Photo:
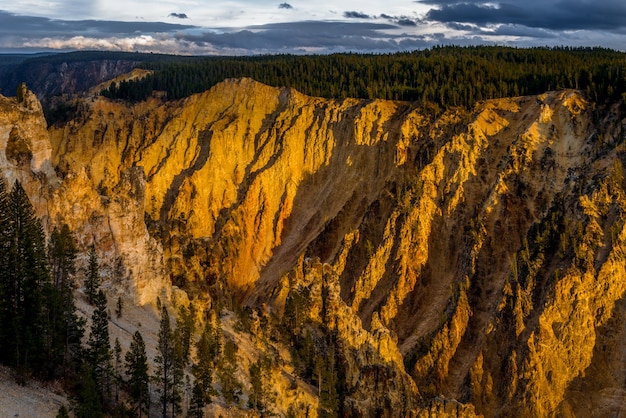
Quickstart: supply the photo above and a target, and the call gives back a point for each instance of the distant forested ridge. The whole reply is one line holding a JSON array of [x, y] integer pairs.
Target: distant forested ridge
[[446, 76]]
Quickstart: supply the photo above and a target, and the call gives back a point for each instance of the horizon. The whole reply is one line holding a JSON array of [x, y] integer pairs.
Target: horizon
[[246, 27]]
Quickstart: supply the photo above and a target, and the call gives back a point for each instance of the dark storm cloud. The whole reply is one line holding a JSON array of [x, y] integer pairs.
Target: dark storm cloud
[[301, 36], [355, 15], [406, 22], [31, 26], [556, 15]]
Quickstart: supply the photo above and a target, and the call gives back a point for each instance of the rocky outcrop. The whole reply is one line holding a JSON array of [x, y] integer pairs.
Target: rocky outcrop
[[472, 261]]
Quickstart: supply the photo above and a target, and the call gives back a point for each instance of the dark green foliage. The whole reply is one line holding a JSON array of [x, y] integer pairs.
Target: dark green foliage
[[169, 370], [207, 350], [86, 402], [117, 368], [92, 279], [137, 371], [185, 329], [231, 387], [197, 403], [448, 76], [99, 345], [63, 413], [119, 307], [23, 277], [64, 329], [260, 379], [62, 255]]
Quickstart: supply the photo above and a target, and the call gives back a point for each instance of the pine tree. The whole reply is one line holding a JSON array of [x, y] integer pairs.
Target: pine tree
[[62, 255], [197, 403], [63, 413], [137, 371], [24, 273], [231, 387], [185, 329], [86, 402], [92, 279], [168, 376], [119, 307], [64, 328], [117, 368], [99, 345], [207, 350]]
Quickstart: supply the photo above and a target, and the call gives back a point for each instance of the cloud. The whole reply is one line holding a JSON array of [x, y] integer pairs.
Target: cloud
[[557, 15], [356, 15], [29, 26], [308, 36], [406, 22]]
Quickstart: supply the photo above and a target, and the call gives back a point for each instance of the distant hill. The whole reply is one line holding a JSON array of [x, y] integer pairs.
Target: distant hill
[[68, 73]]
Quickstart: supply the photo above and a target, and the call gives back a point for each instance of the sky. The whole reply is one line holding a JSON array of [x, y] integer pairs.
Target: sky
[[246, 27]]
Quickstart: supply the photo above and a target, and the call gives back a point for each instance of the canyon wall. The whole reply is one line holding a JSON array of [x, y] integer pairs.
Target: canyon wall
[[469, 262]]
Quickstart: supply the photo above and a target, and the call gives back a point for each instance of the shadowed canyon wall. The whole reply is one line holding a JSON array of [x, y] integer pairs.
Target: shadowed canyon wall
[[470, 262]]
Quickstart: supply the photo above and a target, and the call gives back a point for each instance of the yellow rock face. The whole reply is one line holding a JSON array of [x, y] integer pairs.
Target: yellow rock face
[[474, 259]]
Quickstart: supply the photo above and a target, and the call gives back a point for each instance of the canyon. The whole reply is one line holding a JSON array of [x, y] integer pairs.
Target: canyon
[[468, 262]]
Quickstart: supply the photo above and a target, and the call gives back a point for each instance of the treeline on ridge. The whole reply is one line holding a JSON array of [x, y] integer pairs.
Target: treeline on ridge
[[446, 76]]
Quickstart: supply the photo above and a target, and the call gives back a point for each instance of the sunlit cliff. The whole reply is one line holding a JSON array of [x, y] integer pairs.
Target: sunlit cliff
[[468, 262]]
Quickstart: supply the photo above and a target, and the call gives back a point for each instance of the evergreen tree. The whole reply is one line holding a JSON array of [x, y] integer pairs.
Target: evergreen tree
[[207, 349], [197, 403], [231, 387], [64, 329], [86, 401], [119, 307], [63, 413], [185, 329], [99, 345], [137, 371], [117, 368], [24, 273], [92, 279], [62, 255], [168, 376]]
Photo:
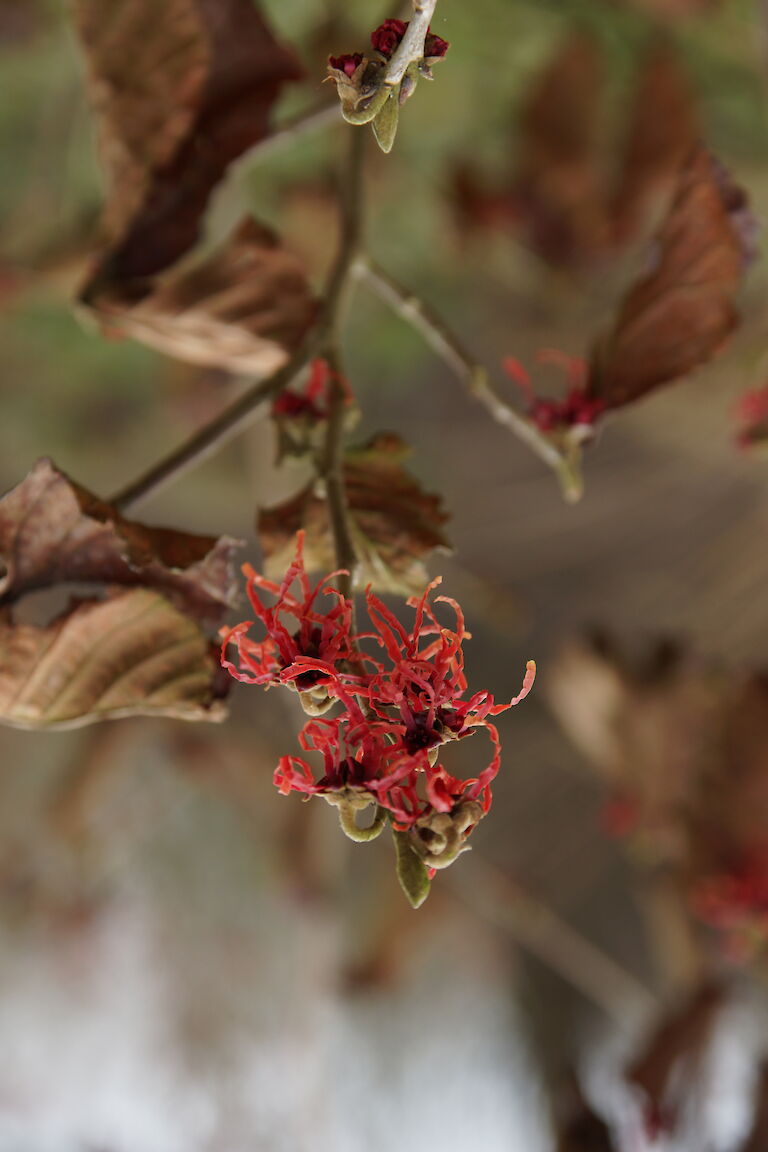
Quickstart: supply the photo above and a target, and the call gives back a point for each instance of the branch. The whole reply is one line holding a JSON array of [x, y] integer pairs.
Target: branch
[[311, 119], [410, 48], [332, 464], [442, 341], [240, 414]]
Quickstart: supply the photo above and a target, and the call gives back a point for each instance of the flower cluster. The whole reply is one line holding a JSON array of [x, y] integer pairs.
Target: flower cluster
[[736, 904], [358, 76], [576, 409], [401, 696]]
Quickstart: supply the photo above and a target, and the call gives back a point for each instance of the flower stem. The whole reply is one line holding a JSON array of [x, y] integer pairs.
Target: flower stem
[[410, 48], [442, 341], [238, 415]]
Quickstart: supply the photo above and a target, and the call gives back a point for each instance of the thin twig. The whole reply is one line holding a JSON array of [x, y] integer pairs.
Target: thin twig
[[309, 120], [410, 48], [442, 341], [219, 431], [332, 464], [541, 932]]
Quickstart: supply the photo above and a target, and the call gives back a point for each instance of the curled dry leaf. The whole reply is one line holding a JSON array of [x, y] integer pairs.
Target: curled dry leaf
[[559, 182], [673, 1060], [179, 95], [394, 523], [131, 653], [572, 213], [679, 315], [53, 531], [648, 727], [675, 9], [243, 309]]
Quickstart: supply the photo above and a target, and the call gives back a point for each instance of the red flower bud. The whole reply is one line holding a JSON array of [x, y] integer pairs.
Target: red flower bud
[[434, 46], [386, 38], [349, 62]]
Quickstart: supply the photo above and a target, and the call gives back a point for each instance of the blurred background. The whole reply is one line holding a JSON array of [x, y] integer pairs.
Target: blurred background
[[189, 961]]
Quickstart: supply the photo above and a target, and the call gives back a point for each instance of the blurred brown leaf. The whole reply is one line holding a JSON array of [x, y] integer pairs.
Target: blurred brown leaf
[[662, 131], [758, 1137], [729, 825], [679, 315], [651, 728], [179, 95], [559, 175], [131, 653], [395, 524], [561, 195], [54, 531], [244, 309], [678, 1045]]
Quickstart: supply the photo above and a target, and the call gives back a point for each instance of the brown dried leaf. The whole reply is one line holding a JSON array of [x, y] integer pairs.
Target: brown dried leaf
[[560, 182], [395, 524], [130, 654], [649, 728], [678, 1045], [180, 91], [662, 133], [53, 531], [681, 313], [244, 309]]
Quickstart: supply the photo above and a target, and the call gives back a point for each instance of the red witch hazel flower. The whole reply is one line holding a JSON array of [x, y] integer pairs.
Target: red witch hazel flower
[[304, 656], [387, 37], [736, 904], [347, 63], [299, 412], [397, 707], [577, 409], [752, 416]]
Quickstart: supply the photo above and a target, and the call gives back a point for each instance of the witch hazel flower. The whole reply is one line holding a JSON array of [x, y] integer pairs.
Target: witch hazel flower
[[387, 38], [577, 409], [735, 903], [303, 648], [400, 700], [752, 417]]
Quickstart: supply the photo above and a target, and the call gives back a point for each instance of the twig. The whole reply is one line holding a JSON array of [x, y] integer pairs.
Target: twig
[[219, 431], [332, 464], [310, 120], [410, 48], [442, 341], [541, 932], [236, 417]]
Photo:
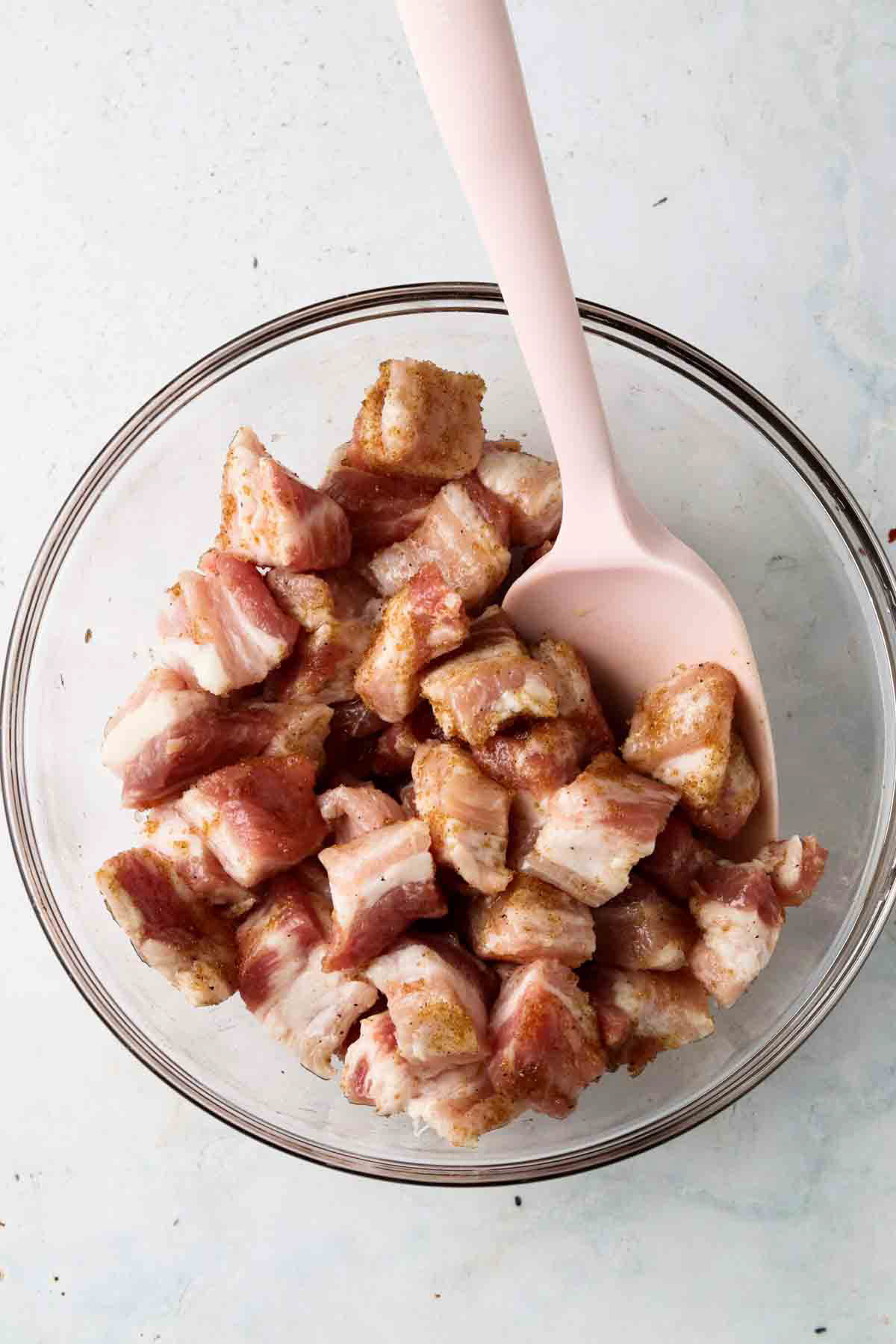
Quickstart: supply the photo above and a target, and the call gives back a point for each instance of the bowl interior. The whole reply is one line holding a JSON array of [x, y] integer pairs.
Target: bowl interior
[[715, 465]]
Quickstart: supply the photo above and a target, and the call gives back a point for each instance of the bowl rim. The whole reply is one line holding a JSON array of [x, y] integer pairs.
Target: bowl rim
[[741, 396]]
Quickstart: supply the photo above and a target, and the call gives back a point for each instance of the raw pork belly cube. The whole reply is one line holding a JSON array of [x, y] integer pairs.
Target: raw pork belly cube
[[167, 833], [351, 812], [597, 828], [257, 818], [381, 883], [336, 613], [461, 1105], [729, 813], [464, 532], [220, 628], [422, 621], [677, 858], [547, 1039], [175, 933], [682, 732], [281, 976], [488, 683], [438, 998], [529, 485], [794, 866], [375, 1073], [420, 420], [467, 813], [272, 517], [381, 510], [642, 930], [531, 920], [739, 920], [642, 1012]]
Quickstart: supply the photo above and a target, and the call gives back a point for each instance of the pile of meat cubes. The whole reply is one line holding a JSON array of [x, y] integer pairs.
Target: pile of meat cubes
[[408, 840]]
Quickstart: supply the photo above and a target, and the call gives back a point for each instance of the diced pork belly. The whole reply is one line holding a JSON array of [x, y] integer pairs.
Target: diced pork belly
[[351, 812], [467, 811], [677, 858], [188, 942], [682, 732], [642, 1012], [531, 920], [794, 866], [272, 517], [598, 828], [739, 920], [422, 621], [438, 999], [375, 1073], [461, 1105], [420, 420], [381, 883], [488, 683], [220, 626], [460, 535], [729, 813], [529, 485], [281, 976], [644, 930], [166, 833], [547, 1038], [258, 818]]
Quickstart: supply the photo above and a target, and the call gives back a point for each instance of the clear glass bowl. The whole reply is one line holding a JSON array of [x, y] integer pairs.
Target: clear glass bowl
[[714, 458]]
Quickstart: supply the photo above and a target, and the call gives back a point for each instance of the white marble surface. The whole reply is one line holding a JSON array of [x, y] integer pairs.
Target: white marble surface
[[175, 174]]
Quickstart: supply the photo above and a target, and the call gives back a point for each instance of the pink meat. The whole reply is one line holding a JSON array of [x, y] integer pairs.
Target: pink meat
[[598, 828], [420, 420], [467, 812], [257, 818], [546, 1038], [173, 932], [422, 621], [272, 517], [381, 883], [220, 628], [281, 974]]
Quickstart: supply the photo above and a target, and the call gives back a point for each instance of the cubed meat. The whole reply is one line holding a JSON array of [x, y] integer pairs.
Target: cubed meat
[[546, 1036], [488, 683], [644, 930], [381, 883], [421, 621], [282, 944], [438, 996], [467, 811], [272, 517], [464, 531], [739, 921], [351, 812], [731, 811], [529, 485], [531, 920], [642, 1012], [420, 420], [220, 626], [682, 732], [258, 818], [166, 833], [794, 866], [598, 828], [175, 933]]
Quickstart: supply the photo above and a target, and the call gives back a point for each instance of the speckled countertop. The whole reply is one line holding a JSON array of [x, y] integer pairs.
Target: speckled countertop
[[175, 174]]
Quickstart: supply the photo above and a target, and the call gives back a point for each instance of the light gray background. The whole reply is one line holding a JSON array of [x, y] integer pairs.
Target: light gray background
[[173, 174]]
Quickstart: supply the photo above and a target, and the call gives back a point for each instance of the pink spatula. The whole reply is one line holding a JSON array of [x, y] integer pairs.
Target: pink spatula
[[633, 598]]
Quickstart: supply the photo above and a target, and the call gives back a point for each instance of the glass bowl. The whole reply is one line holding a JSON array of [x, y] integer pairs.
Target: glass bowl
[[724, 470]]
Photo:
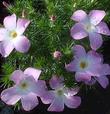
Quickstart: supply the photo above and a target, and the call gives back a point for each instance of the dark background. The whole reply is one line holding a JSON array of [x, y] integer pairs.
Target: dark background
[[94, 101]]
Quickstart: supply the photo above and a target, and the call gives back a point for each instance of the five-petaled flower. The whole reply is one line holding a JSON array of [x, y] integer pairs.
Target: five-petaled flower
[[60, 95], [27, 87], [89, 66], [90, 25], [12, 35]]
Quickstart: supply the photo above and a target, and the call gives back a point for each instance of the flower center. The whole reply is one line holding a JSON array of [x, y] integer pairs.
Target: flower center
[[83, 65], [24, 85], [60, 92], [13, 34], [89, 27]]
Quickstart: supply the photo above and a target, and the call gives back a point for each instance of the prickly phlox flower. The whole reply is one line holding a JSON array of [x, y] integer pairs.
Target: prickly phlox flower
[[57, 55], [61, 95], [11, 36], [90, 25], [27, 87], [88, 66]]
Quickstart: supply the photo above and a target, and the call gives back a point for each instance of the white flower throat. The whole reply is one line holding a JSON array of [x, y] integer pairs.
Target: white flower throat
[[89, 27], [83, 64], [13, 34]]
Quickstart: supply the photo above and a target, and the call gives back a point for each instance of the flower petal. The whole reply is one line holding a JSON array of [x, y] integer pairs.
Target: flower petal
[[48, 97], [105, 69], [39, 88], [103, 28], [95, 40], [29, 102], [33, 72], [94, 57], [78, 32], [103, 81], [79, 15], [72, 102], [10, 96], [6, 47], [3, 34], [17, 76], [72, 91], [82, 77], [22, 44], [96, 16], [10, 22], [57, 105], [22, 24], [79, 51], [56, 82]]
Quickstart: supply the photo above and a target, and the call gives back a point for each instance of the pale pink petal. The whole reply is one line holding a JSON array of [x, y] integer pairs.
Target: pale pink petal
[[90, 83], [56, 82], [79, 51], [94, 57], [22, 44], [17, 76], [10, 96], [72, 101], [29, 102], [78, 31], [82, 77], [10, 22], [72, 91], [79, 15], [40, 89], [103, 28], [105, 69], [96, 16], [6, 47], [22, 24], [3, 34], [33, 72], [48, 97], [57, 105], [103, 81], [95, 40]]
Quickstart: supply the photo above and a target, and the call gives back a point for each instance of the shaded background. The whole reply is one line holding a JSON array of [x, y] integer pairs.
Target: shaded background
[[94, 101]]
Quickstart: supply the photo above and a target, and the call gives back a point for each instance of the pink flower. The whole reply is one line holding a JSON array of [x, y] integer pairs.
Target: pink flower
[[88, 65], [60, 95], [57, 55], [90, 25], [27, 87], [12, 35]]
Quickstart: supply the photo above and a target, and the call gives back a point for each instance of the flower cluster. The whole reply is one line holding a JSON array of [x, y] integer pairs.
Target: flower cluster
[[88, 67], [27, 88]]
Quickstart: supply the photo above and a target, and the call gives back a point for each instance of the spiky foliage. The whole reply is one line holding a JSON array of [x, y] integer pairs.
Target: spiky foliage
[[46, 35]]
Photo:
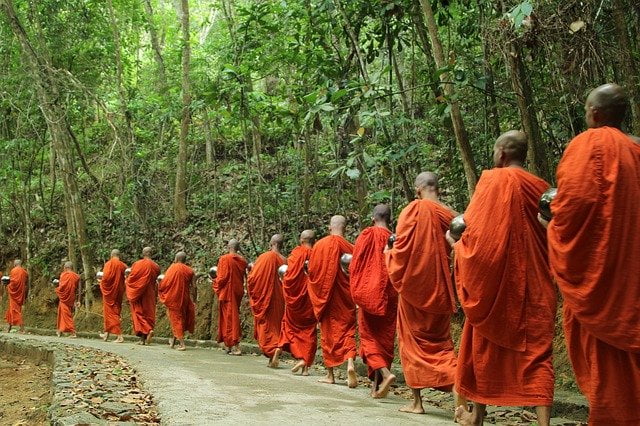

———

**Try it:** What do the entries above read from the line containing "Target: evergreen tree" through the line containing "of the curled"? Output those lines exactly, both ends included, with the pictures left out.

**Response area:**
Target: evergreen tree
[[207, 349], [197, 403], [231, 387], [64, 329], [86, 401], [119, 307], [63, 413], [185, 329], [99, 345], [137, 371], [117, 368], [24, 273], [92, 279], [62, 255], [168, 376]]
Photo:
Quickstart: supply the photo above and a target, and the call gives back a point for each instance of the branch. The whole reply is one line holding a JSON array of [x, y] integer pairs.
Target: branch
[[311, 119], [410, 48], [332, 464], [442, 341], [240, 414]]
Quickstart: supply the photo above and a target, and the call gives back a point for each instance of the flower cluster. The whole reply is one line holding a JSON array of [x, y] integer pairs.
Target: flower cluster
[[736, 904], [358, 76], [576, 409], [401, 696]]
Quickstart: supply the photo above and a target, and the call gives back a point for each instance of the flower stem. The whole reply is one line holding a JSON array of [x, y] integer pairs.
Target: flower stem
[[410, 48], [442, 341], [238, 415]]
Quickstart: supply the photo above and a target, and the call gives back a point for each instance of the thin twig. The whole reply is one line holding a JSON array of [x, y] integer pairs.
Target: thin twig
[[309, 120], [410, 48], [442, 341], [219, 431], [332, 464], [541, 932]]
Quickstart: supply the photo above and a target, and the call gives back a point for each instance of the curled dry leaf. The whole reply is one line holding a JSON array of [x, y] integer pairs.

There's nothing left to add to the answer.